→ **GIVEN INFORMATION**
•••••
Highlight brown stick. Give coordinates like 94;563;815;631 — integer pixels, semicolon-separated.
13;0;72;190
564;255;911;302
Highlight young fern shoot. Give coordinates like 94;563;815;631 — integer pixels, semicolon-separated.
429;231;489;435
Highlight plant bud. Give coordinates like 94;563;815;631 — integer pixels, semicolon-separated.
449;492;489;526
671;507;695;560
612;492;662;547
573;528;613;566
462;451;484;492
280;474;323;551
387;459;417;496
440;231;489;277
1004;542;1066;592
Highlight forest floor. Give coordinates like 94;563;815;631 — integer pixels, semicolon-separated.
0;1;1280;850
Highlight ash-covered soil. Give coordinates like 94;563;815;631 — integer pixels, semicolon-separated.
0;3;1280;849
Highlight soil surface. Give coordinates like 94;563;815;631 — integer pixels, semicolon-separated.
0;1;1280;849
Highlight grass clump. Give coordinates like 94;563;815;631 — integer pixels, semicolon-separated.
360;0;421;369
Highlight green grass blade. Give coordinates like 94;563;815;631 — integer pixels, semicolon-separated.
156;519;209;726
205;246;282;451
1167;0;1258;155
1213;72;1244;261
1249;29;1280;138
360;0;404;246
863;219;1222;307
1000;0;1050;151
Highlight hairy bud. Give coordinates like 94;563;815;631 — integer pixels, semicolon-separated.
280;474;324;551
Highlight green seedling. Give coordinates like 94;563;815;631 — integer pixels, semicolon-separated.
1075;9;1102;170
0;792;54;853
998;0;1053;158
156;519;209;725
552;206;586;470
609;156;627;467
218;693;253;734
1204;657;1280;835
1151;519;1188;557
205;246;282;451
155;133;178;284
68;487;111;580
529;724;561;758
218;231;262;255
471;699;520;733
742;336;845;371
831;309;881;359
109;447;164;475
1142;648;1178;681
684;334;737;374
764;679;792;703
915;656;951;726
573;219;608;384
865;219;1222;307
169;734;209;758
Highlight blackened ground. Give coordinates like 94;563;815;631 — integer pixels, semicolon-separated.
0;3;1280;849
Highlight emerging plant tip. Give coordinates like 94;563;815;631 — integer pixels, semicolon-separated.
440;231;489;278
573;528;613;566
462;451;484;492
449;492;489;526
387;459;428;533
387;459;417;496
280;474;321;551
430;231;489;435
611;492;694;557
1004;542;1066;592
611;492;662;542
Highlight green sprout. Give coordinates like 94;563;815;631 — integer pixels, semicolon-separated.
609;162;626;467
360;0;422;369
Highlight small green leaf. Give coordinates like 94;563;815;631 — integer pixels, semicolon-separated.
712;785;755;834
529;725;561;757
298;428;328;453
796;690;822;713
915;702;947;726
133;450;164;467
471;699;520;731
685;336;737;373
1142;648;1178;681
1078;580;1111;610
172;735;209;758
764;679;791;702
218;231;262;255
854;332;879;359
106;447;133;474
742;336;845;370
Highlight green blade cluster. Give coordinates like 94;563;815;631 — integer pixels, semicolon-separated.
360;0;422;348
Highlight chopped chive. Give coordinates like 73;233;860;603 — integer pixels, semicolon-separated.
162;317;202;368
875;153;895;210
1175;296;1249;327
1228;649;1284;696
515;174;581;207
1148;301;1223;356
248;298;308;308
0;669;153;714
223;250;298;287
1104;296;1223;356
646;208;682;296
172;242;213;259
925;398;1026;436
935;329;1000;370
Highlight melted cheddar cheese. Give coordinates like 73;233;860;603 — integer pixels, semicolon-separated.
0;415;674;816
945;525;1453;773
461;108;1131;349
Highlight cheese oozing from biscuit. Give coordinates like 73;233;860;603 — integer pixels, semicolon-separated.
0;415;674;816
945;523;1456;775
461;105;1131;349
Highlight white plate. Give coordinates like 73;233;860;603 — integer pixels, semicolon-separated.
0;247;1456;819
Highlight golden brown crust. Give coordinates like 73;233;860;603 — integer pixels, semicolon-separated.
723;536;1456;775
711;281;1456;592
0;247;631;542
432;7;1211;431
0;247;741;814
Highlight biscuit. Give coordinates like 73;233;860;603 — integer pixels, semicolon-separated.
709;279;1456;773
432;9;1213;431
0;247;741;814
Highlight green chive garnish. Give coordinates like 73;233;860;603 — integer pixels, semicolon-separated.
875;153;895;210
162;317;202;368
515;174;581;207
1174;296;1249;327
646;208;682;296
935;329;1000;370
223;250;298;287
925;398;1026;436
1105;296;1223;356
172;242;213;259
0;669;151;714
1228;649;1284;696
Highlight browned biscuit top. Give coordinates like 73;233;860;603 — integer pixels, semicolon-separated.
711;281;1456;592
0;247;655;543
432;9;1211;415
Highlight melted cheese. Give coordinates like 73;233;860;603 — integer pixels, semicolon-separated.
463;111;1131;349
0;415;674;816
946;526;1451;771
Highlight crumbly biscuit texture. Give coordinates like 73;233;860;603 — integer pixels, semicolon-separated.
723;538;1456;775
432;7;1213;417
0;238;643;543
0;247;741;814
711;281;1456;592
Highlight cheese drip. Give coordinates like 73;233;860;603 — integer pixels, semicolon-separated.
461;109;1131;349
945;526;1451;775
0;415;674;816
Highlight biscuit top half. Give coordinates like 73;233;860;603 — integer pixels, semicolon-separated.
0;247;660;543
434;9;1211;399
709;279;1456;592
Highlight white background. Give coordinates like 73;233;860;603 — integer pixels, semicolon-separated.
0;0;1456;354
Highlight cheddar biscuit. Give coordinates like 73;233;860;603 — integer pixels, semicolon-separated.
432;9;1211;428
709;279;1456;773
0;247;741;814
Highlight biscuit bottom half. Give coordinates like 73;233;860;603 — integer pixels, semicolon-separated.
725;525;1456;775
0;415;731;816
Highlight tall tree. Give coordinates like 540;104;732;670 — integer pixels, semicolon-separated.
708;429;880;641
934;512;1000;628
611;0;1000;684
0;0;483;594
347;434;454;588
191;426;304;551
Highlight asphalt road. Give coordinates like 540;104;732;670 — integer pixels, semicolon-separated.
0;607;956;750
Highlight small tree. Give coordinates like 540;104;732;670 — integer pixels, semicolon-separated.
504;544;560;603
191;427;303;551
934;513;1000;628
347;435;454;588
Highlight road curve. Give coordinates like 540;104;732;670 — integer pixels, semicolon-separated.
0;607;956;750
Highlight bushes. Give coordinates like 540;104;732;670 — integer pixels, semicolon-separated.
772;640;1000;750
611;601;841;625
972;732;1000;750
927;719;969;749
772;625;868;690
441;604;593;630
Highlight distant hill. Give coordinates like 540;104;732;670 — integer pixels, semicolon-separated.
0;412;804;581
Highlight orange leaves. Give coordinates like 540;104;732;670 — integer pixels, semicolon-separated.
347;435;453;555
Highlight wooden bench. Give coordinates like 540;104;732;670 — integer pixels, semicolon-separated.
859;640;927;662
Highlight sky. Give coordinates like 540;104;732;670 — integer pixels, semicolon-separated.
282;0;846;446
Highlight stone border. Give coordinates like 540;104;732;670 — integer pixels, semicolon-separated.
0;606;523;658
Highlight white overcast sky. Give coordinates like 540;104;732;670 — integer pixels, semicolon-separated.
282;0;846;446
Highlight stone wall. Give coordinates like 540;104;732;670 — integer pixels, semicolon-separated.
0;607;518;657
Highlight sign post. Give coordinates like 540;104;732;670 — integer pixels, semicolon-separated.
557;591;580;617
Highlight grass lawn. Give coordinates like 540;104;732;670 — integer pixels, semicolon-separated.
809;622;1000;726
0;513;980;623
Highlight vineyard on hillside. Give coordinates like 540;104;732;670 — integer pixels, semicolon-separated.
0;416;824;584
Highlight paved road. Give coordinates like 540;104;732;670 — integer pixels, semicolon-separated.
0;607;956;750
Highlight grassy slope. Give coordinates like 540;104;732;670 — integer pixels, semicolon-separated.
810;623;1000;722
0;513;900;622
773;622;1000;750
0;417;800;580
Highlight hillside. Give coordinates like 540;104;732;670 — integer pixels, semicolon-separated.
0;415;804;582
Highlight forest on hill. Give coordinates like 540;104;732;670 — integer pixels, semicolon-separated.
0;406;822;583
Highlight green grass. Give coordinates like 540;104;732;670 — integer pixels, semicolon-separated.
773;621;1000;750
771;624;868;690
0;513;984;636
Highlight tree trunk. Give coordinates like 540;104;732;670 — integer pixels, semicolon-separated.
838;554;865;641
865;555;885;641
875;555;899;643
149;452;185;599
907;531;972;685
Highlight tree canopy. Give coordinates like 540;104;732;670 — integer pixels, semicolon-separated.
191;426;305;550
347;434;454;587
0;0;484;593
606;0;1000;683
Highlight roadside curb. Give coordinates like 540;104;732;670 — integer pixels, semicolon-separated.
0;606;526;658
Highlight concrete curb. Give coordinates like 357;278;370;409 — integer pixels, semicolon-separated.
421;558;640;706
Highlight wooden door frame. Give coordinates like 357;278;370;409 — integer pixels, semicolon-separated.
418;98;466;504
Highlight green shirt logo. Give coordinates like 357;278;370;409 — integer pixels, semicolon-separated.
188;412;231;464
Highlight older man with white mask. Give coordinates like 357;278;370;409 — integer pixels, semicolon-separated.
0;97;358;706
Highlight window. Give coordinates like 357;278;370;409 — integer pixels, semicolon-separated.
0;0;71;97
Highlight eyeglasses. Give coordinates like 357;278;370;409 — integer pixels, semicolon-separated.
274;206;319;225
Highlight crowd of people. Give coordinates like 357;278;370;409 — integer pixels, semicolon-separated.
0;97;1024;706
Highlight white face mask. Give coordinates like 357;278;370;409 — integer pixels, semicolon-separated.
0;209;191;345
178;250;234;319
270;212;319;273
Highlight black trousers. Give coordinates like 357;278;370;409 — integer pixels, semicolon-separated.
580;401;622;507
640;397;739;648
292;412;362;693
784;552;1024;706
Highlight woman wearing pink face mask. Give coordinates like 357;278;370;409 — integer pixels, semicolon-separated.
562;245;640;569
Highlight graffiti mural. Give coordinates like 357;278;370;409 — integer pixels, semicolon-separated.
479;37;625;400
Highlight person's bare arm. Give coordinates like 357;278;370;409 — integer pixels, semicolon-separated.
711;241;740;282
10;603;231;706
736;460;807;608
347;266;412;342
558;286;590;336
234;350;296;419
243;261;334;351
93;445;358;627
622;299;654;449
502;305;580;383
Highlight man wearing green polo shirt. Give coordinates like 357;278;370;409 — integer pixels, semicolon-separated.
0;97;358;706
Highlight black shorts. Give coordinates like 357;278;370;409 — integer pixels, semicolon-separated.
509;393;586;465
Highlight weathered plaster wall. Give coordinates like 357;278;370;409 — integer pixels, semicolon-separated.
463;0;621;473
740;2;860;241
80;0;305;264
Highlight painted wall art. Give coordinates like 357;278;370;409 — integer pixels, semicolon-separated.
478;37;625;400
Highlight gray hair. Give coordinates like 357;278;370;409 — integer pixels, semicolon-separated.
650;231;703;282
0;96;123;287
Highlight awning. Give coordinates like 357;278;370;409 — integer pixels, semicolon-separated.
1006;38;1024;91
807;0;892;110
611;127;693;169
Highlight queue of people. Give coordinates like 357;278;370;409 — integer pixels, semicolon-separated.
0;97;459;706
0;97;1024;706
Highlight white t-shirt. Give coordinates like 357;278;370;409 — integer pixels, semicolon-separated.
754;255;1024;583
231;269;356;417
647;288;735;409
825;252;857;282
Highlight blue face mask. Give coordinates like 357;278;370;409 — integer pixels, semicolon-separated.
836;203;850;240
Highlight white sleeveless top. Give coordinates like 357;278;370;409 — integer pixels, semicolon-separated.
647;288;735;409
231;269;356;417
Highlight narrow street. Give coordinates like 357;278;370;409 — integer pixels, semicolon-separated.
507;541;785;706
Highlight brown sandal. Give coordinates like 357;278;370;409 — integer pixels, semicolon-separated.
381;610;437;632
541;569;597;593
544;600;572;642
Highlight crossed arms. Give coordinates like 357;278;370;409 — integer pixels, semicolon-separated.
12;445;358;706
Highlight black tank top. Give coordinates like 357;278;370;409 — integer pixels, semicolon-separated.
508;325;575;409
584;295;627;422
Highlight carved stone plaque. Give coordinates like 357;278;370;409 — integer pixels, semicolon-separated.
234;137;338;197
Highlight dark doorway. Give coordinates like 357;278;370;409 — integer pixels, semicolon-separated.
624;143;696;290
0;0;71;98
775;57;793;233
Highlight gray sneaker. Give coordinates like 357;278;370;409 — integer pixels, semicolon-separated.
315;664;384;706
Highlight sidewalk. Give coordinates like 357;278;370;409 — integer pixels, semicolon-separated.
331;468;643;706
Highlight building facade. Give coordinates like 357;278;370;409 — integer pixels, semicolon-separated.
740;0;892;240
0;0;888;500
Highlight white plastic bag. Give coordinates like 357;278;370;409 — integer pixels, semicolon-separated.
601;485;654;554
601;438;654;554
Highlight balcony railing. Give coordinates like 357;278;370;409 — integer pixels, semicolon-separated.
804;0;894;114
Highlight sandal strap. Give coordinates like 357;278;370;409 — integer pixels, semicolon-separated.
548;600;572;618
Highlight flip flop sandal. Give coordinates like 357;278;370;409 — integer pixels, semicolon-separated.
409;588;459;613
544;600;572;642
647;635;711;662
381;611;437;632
•••••
→ **GIVEN INSTRUCTION**
Reproduce everything from the line containing "Highlight older man" down to the line containing "274;206;319;225", swapping "eyeglasses" for "spectacles" and leaving all else unchanged.

→ **THE ANSWER**
Highlight older man with white mask. Give coordinates like 357;278;370;409 — integer pixels, semicolon-separated.
0;97;358;706
Highlight window. Give coordinates like 357;278;370;409 — integer pixels, semicolon-separated.
0;0;71;97
Highlight spectacles. Give coordinates like 357;278;370;409 — integer pixels, semicolon-separated.
274;206;319;225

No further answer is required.